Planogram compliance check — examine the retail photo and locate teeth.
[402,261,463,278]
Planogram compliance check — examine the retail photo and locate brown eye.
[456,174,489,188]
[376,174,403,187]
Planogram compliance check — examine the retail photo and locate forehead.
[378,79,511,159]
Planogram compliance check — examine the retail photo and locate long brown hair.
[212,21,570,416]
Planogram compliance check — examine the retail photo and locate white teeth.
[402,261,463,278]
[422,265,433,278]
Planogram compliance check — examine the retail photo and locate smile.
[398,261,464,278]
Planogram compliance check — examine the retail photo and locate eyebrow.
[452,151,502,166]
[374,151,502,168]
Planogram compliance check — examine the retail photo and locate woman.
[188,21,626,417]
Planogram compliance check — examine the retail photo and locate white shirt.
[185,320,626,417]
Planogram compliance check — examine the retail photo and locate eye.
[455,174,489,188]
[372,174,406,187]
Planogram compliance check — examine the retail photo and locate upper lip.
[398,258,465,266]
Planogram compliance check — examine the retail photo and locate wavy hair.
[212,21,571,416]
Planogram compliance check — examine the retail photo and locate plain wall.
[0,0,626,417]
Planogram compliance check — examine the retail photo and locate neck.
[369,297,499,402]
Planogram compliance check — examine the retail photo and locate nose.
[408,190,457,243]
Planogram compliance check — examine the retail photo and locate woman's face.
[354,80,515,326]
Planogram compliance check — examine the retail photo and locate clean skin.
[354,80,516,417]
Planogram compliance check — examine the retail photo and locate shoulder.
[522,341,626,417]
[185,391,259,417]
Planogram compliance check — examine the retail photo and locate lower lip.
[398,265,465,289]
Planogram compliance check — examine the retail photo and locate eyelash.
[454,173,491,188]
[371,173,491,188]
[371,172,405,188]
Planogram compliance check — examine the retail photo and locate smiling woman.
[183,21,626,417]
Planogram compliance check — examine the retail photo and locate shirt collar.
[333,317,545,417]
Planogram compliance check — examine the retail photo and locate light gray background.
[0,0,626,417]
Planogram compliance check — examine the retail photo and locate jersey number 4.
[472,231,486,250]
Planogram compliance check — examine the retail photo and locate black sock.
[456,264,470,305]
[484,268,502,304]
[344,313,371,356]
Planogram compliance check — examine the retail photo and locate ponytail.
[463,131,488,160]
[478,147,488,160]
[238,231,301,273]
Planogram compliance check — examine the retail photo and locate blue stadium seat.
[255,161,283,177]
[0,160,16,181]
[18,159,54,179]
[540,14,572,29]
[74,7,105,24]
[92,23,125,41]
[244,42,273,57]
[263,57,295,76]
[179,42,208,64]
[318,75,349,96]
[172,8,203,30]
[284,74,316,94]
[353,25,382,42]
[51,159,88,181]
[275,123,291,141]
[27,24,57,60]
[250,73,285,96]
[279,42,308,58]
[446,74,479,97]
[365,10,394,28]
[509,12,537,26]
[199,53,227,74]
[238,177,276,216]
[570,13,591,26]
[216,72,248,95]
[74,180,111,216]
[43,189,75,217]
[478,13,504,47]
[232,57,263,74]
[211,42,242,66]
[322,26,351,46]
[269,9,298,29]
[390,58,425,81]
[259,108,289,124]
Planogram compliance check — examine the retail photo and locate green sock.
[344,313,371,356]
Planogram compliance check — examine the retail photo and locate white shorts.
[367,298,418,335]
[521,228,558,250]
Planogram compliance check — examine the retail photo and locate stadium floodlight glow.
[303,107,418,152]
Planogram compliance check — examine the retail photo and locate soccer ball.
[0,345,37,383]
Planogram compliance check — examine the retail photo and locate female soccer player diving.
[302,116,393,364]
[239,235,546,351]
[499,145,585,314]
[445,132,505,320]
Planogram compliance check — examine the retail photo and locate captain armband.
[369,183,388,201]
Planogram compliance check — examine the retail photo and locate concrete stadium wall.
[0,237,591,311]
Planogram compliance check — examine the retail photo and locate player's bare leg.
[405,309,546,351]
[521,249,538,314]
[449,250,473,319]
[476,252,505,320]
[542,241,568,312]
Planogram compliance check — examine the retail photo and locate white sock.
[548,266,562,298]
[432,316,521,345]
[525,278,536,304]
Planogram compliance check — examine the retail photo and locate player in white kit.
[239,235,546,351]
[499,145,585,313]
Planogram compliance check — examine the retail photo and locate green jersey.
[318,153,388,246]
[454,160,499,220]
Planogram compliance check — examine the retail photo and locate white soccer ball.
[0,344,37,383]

────────────────────

How many lines in the items above contain the word "ball"? Reply with the number alone.

● **SOLUTION TO THIS TASK**: 2